TASK OBJECTIVE
Take the line that contains "the white bedspread" and each line after it in the material below, and transcribe them exactly, stopping at the end.
##### RAW DATA #####
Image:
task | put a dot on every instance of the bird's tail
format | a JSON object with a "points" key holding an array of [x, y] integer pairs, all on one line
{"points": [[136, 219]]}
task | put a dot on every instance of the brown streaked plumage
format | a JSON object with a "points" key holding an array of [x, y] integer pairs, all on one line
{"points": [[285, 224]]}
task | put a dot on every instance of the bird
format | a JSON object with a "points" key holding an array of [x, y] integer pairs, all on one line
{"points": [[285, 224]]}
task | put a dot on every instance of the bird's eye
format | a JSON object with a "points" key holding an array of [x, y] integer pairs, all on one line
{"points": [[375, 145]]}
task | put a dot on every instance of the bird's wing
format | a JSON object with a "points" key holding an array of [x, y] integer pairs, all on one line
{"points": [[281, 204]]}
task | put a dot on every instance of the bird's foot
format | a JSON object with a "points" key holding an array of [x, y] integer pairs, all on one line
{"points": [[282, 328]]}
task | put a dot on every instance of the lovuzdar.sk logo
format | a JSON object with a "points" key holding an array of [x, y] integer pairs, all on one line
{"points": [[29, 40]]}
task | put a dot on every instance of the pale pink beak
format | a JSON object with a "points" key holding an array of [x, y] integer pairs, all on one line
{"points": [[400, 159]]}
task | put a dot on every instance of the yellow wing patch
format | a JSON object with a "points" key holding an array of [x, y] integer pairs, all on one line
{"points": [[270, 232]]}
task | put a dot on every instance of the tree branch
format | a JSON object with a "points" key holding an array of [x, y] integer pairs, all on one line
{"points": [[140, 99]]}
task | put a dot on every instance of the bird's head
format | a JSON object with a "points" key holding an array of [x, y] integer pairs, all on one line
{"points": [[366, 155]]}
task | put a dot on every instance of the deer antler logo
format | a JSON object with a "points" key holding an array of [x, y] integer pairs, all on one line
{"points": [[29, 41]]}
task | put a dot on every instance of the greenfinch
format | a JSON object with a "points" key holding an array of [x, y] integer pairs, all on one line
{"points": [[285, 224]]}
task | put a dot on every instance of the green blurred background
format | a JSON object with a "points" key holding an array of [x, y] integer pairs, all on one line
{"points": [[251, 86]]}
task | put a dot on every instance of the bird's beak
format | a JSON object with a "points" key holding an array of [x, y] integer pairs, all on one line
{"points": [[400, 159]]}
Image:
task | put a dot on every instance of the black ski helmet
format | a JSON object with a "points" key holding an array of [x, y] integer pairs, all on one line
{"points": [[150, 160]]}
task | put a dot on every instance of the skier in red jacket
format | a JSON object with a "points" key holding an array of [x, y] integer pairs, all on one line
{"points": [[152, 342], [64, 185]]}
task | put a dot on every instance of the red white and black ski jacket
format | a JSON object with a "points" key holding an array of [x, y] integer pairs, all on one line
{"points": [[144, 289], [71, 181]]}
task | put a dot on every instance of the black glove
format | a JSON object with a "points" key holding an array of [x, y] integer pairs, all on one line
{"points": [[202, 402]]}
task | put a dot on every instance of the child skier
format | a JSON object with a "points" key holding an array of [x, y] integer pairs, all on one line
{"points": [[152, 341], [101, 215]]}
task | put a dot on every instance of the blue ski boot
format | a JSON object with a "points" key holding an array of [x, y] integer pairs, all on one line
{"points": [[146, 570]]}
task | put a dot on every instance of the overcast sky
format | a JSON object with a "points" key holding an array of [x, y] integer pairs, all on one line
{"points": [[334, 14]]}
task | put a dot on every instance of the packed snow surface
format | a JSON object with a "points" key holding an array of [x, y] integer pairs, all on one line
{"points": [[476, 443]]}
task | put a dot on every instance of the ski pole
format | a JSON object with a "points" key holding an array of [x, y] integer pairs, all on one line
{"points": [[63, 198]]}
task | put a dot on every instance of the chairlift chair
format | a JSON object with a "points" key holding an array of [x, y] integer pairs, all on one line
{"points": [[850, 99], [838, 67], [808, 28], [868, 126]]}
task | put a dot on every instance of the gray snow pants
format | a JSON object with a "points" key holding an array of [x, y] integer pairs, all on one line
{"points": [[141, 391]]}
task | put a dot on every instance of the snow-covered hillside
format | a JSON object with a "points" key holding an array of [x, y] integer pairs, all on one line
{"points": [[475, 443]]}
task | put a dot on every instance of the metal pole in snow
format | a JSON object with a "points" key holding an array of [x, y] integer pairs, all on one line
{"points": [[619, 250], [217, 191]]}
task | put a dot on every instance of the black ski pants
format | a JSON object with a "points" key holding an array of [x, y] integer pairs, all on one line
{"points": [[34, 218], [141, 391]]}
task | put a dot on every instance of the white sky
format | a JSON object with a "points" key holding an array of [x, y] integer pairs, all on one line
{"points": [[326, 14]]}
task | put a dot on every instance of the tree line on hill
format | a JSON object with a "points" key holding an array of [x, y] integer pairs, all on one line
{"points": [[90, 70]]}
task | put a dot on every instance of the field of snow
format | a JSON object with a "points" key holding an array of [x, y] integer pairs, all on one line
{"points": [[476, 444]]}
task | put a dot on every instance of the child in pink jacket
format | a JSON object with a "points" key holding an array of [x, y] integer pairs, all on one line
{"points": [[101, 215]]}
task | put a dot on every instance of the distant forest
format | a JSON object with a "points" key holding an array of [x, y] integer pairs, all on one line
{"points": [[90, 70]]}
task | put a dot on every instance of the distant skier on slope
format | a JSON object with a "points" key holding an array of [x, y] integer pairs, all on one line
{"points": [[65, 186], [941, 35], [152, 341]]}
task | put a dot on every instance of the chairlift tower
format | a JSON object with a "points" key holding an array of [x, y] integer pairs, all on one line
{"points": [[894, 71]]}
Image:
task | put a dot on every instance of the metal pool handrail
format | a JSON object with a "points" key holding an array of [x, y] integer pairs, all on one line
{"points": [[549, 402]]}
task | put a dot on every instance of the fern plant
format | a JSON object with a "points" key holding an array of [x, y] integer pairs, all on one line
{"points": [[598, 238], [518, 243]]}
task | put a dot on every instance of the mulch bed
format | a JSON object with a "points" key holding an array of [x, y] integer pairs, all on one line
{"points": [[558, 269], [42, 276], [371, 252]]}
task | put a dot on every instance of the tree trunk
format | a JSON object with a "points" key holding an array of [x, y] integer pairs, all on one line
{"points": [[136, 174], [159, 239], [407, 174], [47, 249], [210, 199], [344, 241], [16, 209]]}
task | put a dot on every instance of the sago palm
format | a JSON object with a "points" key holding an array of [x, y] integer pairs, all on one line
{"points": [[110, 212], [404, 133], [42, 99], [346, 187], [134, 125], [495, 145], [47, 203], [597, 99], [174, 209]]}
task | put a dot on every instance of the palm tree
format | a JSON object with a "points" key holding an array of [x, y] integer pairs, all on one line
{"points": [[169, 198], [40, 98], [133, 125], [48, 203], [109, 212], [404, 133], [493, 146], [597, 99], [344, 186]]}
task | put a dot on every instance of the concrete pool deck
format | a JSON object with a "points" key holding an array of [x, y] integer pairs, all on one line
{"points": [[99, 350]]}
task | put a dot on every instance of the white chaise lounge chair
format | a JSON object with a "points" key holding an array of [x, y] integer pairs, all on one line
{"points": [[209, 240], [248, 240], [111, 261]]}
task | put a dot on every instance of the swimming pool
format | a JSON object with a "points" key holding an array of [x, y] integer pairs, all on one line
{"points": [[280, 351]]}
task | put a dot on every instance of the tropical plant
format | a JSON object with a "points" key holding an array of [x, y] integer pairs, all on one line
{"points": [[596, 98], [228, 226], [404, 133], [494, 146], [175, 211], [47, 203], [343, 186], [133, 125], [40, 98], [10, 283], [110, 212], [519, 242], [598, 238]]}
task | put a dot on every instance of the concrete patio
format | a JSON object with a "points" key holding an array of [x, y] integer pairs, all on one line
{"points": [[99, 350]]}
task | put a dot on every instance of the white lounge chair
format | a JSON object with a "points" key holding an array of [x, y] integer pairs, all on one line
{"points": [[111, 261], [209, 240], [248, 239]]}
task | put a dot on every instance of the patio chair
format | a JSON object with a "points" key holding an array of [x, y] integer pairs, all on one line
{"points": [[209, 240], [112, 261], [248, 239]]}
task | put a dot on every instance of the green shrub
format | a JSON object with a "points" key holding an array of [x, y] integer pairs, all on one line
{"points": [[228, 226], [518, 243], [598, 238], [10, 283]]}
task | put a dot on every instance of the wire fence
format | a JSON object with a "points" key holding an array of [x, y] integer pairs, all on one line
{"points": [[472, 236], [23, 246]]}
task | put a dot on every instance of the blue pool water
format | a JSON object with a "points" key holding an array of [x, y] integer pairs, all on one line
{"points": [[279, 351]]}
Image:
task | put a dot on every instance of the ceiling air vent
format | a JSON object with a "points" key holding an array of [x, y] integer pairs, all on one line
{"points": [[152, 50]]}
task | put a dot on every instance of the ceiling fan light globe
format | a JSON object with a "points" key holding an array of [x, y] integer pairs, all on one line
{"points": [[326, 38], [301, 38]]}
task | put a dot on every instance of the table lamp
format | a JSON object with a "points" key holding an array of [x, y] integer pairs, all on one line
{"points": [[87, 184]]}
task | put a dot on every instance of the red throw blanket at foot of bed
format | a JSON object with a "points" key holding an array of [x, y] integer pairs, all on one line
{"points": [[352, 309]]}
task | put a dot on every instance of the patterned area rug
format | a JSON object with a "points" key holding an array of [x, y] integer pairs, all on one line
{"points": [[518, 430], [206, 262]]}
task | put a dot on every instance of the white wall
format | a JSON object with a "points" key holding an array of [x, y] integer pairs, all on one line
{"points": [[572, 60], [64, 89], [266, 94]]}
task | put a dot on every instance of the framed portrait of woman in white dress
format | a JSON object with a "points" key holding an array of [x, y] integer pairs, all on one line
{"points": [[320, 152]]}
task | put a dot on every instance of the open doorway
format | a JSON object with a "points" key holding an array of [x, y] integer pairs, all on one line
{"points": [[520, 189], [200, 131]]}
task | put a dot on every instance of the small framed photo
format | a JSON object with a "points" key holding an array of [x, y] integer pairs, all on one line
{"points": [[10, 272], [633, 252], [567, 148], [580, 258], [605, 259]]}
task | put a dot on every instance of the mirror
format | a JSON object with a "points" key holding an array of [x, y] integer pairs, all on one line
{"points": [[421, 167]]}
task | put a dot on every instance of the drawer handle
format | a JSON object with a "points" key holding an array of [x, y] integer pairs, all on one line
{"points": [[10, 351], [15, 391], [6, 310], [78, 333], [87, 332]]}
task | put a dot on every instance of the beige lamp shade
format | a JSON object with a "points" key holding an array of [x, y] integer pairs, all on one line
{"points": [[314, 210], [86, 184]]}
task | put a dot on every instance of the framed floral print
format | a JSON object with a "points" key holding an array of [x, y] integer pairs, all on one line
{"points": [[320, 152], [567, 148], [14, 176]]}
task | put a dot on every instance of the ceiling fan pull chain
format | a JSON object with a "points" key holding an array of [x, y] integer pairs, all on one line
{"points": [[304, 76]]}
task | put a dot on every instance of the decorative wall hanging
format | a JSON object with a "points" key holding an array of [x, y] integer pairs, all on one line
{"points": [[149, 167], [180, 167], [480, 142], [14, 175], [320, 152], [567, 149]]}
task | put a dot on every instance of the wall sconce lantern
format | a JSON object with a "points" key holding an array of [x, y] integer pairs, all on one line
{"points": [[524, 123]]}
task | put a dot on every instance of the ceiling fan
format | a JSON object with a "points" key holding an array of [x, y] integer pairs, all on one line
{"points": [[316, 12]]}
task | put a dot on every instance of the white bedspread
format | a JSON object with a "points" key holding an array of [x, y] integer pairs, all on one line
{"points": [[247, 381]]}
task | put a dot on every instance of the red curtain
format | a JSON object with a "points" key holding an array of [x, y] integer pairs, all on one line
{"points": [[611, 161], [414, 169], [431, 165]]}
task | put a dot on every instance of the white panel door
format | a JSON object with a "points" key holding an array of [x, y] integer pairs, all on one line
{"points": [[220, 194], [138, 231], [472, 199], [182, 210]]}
#####
CORRECT OUTPUT
task | put a dot on every instance of the white bedspread
format | a JSON object with a "points" key holding an array of [x, y] integer pairs, all on one line
{"points": [[247, 381]]}
task | put a dot on every instance of the red curtain
format | a JSON object with a "points" key holding an array of [x, y] integer pairs, all on one line
{"points": [[611, 161], [414, 169], [431, 165]]}
task | put a dot on every instance of the white panel door
format | a JSON object with a "points" key holding an array of [x, y] integer pairs, all on one line
{"points": [[220, 194], [138, 231], [472, 199], [182, 210]]}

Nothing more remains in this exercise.